* **Given passage**
My fault. There are lots of messages, and each session get it own one. Instead of one of the messages getting displayed (there are hundreds of them), the "message" consisted of my password and this, splitted.
Distribution: openSuSE Tumbleweed-KDE, Mint 21, MX-21, Manjaro
Posts: 4,629
Rep:
Understood. What I am driving at is the possibility that one of these messages was garbled in a way to include the escape sequences to split the screen (and simultaneously suppressing the hiding of your password, thus displaying it in clear text). Shouldn't happen and is clearly a bug, but also it is at least a hypothetical explanation of what happened.
But I'm out of my depth here, security gurus to the fore please .
A 'getty' is connected to a TTY, waits for user input and hands the login process over to 'login' which finally hands over control to the users shell. Well-documented as they are you can read that all binaries in this chain of processes handle escape sequences and read different configuration files. On top of that error output may be logged to the screen and syslog. It would be good to know if the OP has verified the integrity of installed core packages, if he has made any modifications to configuration files that relate to the whole login process or shell behaviour, if he has has replaced (or installed PPP/Fax-tty-related) any software and if any syslog log file holds any clues. If no changes were made and no errors get logged I would disable any MotD and try again. If that doesn't work then see what running a forced getty like 'mingetty --noissue tty1' shows.

* **Entries supplied**
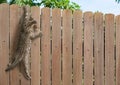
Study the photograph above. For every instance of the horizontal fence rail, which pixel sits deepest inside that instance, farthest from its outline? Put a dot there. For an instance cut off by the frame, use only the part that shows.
(76, 48)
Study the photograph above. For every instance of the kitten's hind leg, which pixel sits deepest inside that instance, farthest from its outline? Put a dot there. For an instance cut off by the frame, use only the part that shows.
(25, 67)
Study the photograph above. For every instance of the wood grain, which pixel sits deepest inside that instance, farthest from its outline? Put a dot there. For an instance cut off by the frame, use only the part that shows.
(109, 50)
(23, 80)
(118, 50)
(77, 47)
(56, 47)
(45, 47)
(99, 48)
(88, 48)
(35, 51)
(67, 47)
(4, 43)
(14, 33)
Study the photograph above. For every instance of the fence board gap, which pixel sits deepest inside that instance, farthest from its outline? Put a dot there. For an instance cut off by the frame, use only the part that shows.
(35, 51)
(109, 50)
(88, 48)
(77, 47)
(14, 33)
(4, 43)
(67, 47)
(99, 48)
(45, 47)
(23, 80)
(56, 47)
(117, 50)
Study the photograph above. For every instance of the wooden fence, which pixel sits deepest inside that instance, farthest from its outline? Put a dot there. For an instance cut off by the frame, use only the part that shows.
(75, 49)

* **List of tasks**
(1) In the forum excerpt, what does a 'getty' hand the login process over to?
(2) From the forum excerpt, extract the text between "Distribution: openSuSE Tumbleweed-KDE, Mint" and "of what happened.", inclusive.

* **Results**
(1) It hands the login process over to 'login'.

(2)
Distribution: openSuSE Tumbleweed-KDE, Mint 21, MX-21, Manjaro
Posts: 4,629
Rep:
Understood. What I am driving at is the possibility that one of these messages was garbled in a way to include the escape sequences to split the screen (and simultaneously suppressing the hiding of your password, thus displaying it in clear text). Shouldn't happen and is clearly a bug, but also it is at least a hypothetical explanation of what happened.